* **EXERCISE BRIEF**: Gather all lines in the records below that include the word "hand".

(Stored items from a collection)
- Opening Delimiter -

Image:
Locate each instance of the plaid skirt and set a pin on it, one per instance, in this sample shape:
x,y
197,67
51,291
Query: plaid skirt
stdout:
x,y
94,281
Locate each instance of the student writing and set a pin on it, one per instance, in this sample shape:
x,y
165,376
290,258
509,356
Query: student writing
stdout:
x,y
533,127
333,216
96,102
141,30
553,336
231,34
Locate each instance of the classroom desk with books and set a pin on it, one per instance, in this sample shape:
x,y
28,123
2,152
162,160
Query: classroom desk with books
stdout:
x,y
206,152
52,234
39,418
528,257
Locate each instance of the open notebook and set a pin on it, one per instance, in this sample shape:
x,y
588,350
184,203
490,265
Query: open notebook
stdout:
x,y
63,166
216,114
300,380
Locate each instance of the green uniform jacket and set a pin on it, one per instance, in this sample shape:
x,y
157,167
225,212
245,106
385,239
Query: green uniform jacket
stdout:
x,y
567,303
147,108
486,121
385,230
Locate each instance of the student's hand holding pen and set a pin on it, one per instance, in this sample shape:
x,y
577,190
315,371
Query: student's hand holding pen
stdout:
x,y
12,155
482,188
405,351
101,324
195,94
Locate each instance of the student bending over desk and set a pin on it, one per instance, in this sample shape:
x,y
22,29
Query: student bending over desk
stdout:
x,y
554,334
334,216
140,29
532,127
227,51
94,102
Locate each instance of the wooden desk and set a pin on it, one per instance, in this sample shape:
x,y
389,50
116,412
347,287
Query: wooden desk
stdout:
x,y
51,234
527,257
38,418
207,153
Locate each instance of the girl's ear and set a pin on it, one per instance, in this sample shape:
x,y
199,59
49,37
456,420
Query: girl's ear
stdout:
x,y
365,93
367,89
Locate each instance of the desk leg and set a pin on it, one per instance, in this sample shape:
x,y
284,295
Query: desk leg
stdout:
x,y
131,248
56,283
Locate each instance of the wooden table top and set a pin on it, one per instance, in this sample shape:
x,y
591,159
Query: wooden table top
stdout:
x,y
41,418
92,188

- Closing Delimiter -

* **RESPONSE AREA**:
Locate each instance of the student's hand holding pen and set a pin on it, one per instance, in this sample shape:
Query: student's hand holding pen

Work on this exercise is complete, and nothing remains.